## Texte du document
>>>>
Dans son édition du 24 février 2022, le Journal du Dimanche publiait une estimation au terme de laquelle, pour les seules villes de Paris, Marseille et Lyon, pas moins de 6.000 personnes auraient été blessées et 22 personnes seraient décédées à raison de l’emploi des « nouveaux modes de déplacement » représentés essentiellement par les trottinettes et autres « gyropodes » en 2021.

La qualification même de ces modes de déplacement apparaît ainsi essentielle tant elle influe sur les règles d’indemnisation.

  1. Historiquement, une application disparate de dispositions existantes

Si, historiquement l’application de la loi n°85-677 du 5 juillet 1985, usuellement appelée « loi Badinter » du nom du Garde des Sceaux ayant permis son adoption, ne posait pas de difficulté, il est apparu que l’apparition récente de nouveaux modes de déplacement ont engendré une confusion certaine.

Initialement qualifiés de NVEI (Nouveaux Véhicules Electriques Individuels) il convient désormais de les dénommer « EDPM » (Engins de Déplacement personnels).

Ceux-ci existent de fait depuis plus de vingt ans mais c’est en définitive leur déploiement ces cinq dernières années dans les principales agglomérations françaises, au moyen du « free floating », qui a rendu nécessaire une clarification du droit.

Antérieurement, la jurisprudence hésitait entre les mécanismes usuels de la responsabilité civile délictuelle (pour faute ou au titre des choses que l’on a sous sa garde, en ce sens arrêt de la Cour d’appel de Nîmes du 23 février 2010) ou retenait au contraire l’application des dispositions de la loi Badinter (en ce sens, arrêt de la Cour d’appel d’Aix-en-Provence du 23 novembre 2017).

Au-delà de l’insécurité juridique résultant de lectures divergentes des dispositions applicables, un second enjeu apparaissait intéressant, lui, l’efficience de l’indemnisation des victimes puisque, à défaut de garantie mobilisable, il était de fait vain d’aspirer à une prise en charge intégrale des séquelles déplorées.

  1. Depuis 2019, ces moyens de déplacement sont soumis à assurance obligatoire

C’est ainsi à bon escient que le Gouvernement puis le Législateur ont successivement adopté le décret 2019-1082 du 23 octobre 2019 et la Loi d’orientation des mobilités (loi 2019-1428 du 24 décembre 2019) qui permettent d’établir un état des lieux lisible du droit applicable.
<<<<
## Actions à réaliser
**1.** D'après le texte sur les engins de déplacement personnels, comment ces modes de déplacement étaient-ils qualifiés initialement ?
**2.** Dans le texte sur les engins de déplacement personnels, restituez sans modification le passage qui va de « Dans son édition » à « les règles d’indemnisation. ».

[Enregistrements issus d'un jeu d'annotation par points]
>>>>
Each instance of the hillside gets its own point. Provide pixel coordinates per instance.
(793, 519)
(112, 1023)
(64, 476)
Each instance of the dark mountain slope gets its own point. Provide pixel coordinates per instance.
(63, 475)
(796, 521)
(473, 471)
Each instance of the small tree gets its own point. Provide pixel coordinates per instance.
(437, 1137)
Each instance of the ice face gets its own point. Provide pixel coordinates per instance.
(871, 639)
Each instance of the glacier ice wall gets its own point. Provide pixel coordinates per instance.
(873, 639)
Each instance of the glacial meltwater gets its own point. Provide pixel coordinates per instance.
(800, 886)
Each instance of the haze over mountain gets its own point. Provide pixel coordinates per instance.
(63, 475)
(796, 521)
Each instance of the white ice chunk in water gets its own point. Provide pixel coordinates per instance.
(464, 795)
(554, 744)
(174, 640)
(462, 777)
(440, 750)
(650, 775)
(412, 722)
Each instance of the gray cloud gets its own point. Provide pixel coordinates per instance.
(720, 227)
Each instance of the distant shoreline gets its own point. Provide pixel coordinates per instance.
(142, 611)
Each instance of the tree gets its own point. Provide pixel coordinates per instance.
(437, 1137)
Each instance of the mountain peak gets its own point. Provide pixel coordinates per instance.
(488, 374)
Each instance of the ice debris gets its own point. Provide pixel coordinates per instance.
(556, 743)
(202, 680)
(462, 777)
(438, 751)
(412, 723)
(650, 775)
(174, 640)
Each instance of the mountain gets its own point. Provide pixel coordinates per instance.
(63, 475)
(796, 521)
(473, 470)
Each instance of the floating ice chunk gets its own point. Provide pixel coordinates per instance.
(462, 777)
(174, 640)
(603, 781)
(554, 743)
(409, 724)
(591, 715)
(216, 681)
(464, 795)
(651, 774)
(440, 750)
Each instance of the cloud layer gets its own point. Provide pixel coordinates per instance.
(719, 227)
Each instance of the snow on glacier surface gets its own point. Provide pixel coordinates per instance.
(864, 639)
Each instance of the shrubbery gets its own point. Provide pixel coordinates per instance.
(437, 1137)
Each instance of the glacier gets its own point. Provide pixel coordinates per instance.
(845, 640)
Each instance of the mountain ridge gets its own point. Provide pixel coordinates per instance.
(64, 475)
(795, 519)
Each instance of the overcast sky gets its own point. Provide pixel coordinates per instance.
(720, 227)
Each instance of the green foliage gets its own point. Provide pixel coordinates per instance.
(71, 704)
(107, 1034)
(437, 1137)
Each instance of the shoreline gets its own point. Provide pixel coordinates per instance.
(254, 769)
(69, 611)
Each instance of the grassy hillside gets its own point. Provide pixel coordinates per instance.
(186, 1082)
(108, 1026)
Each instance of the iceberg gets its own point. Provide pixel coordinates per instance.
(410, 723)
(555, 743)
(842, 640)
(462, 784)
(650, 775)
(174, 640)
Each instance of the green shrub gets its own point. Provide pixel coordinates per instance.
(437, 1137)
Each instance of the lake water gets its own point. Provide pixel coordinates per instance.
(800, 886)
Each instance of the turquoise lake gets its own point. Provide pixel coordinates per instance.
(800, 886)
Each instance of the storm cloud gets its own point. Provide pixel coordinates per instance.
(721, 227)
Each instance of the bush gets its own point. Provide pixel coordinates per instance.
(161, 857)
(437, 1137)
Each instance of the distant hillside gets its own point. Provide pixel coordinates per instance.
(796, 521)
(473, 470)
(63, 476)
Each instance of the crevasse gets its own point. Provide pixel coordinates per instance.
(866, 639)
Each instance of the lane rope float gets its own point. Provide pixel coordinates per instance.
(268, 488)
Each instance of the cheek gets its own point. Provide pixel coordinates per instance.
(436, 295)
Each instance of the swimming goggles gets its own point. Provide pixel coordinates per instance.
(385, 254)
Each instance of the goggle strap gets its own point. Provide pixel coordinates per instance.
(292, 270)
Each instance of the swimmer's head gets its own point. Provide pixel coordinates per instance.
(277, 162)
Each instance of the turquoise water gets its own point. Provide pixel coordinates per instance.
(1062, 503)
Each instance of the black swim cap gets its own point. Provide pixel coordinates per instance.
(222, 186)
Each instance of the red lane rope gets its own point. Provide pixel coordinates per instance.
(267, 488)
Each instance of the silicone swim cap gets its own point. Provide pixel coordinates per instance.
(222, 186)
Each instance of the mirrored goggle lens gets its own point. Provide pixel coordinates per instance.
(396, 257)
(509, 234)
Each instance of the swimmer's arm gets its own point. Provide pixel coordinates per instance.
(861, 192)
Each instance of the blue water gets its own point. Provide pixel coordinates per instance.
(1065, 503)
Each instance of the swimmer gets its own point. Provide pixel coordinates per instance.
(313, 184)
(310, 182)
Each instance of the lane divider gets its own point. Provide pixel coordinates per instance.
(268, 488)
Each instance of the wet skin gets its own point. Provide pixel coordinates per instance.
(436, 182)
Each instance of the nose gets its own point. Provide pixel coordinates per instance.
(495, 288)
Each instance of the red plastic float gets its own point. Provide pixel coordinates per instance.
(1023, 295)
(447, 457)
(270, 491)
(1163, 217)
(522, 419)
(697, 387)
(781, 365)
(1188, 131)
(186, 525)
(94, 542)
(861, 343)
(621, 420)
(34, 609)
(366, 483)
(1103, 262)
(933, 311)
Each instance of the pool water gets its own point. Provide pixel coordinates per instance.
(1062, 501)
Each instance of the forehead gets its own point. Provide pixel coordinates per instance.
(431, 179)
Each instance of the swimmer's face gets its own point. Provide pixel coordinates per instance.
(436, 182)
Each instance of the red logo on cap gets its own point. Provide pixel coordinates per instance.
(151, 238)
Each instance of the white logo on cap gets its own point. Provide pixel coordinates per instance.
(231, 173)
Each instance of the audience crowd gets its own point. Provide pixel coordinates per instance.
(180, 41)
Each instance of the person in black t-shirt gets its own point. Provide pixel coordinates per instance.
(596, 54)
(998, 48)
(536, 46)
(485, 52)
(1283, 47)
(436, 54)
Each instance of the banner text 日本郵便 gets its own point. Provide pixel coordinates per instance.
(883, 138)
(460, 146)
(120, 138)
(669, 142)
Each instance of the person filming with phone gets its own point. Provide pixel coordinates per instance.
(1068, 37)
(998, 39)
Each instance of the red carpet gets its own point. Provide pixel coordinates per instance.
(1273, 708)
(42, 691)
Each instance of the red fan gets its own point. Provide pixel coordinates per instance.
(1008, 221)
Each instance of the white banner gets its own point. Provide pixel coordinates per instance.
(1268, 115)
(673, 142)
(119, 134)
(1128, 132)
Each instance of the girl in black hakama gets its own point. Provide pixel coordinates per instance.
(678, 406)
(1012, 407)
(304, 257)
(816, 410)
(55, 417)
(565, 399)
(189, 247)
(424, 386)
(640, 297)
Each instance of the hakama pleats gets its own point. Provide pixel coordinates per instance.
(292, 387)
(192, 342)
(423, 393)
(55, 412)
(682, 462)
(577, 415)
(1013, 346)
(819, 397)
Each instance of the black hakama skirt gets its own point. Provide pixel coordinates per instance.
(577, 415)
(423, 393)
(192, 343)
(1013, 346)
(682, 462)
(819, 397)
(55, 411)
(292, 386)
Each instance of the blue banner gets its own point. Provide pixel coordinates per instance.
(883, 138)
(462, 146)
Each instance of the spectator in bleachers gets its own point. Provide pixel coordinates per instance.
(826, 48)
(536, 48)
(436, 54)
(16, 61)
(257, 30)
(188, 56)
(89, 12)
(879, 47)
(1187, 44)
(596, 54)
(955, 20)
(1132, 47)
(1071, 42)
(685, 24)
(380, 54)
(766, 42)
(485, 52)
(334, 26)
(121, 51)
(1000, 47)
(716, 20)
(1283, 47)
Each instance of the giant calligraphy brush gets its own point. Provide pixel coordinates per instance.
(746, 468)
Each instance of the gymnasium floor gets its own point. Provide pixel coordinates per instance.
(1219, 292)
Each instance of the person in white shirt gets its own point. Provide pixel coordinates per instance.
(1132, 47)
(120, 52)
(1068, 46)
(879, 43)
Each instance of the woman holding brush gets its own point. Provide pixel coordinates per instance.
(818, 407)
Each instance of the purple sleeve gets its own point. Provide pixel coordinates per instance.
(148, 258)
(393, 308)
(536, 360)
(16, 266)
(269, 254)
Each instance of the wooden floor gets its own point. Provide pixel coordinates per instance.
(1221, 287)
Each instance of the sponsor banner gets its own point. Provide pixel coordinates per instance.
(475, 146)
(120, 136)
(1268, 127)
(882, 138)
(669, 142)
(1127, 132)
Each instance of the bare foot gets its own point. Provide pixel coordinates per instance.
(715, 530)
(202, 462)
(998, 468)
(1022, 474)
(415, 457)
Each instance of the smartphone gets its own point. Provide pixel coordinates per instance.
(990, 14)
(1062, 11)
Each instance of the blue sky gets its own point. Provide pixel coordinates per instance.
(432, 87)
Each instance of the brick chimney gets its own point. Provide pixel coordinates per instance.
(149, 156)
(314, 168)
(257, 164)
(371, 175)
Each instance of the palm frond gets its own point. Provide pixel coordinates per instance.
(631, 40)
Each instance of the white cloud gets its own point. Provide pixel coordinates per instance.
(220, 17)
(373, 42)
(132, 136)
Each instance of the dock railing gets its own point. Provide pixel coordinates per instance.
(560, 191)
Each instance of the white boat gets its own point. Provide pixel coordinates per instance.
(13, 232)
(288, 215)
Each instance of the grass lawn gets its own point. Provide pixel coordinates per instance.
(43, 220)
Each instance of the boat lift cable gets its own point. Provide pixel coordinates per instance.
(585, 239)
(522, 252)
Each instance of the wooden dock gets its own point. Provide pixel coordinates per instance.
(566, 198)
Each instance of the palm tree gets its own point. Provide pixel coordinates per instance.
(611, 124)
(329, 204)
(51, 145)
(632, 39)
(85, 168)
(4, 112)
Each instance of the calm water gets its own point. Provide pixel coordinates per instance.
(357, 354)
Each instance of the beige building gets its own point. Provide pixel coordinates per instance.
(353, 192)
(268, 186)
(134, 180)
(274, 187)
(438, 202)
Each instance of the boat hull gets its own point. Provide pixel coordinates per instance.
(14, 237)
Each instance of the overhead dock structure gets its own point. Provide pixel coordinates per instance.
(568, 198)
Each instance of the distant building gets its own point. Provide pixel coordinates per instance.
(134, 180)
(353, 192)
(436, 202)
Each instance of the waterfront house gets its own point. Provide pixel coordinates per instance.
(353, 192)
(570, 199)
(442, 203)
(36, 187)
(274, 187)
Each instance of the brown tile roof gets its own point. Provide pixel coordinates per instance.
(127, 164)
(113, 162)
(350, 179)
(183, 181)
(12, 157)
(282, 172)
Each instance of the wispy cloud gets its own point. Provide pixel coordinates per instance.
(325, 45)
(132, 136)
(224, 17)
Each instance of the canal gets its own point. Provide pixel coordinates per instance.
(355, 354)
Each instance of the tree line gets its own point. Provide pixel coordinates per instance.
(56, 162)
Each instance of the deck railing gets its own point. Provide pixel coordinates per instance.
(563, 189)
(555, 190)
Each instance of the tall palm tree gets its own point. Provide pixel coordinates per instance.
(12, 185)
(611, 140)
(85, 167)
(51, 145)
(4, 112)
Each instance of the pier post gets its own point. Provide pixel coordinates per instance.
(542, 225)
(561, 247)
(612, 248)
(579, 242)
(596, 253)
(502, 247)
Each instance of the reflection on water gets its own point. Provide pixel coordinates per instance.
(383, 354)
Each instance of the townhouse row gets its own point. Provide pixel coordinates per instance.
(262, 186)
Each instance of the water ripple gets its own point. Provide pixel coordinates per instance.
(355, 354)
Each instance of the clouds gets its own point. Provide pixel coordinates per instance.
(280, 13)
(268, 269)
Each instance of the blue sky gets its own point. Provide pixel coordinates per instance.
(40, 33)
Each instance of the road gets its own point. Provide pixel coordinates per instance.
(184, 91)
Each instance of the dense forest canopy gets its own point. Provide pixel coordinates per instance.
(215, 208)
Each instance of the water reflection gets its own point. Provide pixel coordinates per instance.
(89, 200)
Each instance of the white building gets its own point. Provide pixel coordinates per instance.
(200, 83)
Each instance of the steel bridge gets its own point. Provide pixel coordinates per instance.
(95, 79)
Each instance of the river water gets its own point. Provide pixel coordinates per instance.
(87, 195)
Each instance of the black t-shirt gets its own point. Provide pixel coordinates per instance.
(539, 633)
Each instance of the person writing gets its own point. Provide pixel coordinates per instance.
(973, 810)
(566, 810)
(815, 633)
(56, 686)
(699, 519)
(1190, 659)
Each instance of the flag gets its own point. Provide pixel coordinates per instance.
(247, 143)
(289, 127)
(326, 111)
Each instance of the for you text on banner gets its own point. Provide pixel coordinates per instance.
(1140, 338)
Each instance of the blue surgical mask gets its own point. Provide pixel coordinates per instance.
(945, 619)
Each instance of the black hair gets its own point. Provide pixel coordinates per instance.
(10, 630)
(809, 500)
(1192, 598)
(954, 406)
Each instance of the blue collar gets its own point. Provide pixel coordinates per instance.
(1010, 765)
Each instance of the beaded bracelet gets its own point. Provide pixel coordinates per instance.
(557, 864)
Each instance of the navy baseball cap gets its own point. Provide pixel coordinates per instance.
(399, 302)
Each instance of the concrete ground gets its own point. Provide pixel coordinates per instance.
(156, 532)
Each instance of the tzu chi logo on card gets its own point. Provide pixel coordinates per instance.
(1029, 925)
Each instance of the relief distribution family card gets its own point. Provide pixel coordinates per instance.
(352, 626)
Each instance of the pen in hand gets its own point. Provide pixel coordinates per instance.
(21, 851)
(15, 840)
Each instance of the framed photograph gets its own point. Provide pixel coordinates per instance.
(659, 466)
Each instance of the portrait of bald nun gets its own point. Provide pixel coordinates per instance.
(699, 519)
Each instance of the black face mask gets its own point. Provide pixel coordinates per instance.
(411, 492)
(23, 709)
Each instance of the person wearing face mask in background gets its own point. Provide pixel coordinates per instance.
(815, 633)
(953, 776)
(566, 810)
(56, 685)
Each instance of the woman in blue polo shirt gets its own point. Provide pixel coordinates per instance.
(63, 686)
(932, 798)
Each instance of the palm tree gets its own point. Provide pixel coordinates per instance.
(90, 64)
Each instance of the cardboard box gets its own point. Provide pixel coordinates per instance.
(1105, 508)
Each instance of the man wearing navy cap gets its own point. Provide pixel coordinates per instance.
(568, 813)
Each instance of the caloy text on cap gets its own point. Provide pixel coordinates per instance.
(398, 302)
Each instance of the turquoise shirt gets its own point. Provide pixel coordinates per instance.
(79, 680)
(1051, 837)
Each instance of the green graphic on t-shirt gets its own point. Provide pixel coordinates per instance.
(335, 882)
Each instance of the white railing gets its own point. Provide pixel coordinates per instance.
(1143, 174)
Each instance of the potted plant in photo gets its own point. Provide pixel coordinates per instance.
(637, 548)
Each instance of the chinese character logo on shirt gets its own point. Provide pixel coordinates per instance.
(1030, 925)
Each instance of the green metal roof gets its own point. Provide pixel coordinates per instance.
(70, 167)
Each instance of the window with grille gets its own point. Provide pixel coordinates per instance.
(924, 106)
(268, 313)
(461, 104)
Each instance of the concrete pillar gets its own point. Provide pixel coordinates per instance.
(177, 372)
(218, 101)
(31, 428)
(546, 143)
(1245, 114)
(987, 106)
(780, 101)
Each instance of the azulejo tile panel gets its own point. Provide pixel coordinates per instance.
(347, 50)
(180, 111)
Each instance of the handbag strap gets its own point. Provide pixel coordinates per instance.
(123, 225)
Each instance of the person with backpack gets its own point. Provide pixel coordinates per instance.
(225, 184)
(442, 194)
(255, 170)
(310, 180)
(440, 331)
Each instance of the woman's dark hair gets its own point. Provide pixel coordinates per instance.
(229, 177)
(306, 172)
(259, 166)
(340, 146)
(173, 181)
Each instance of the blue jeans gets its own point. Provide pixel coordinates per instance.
<<<<
## Réponses par tâche
**1.** Ils étaient initialement qualifiés de NVEI (Nouveaux Véhicules Electriques Individuels).

**2.**
Dans son édition du 24 février 2022, le Journal du Dimanche publiait une estimation au terme de laquelle, pour les seules villes de Paris, Marseille et Lyon, pas moins de 6.000 personnes auraient été blessées et 22 personnes seraient décédées à raison de l’emploi des « nouveaux modes de déplacement » représentés essentiellement par les trottinettes et autres « gyropodes » en 2021.

La qualification même de ces modes de déplacement apparaît ainsi essentielle tant elle influe sur les règles d’indemnisation.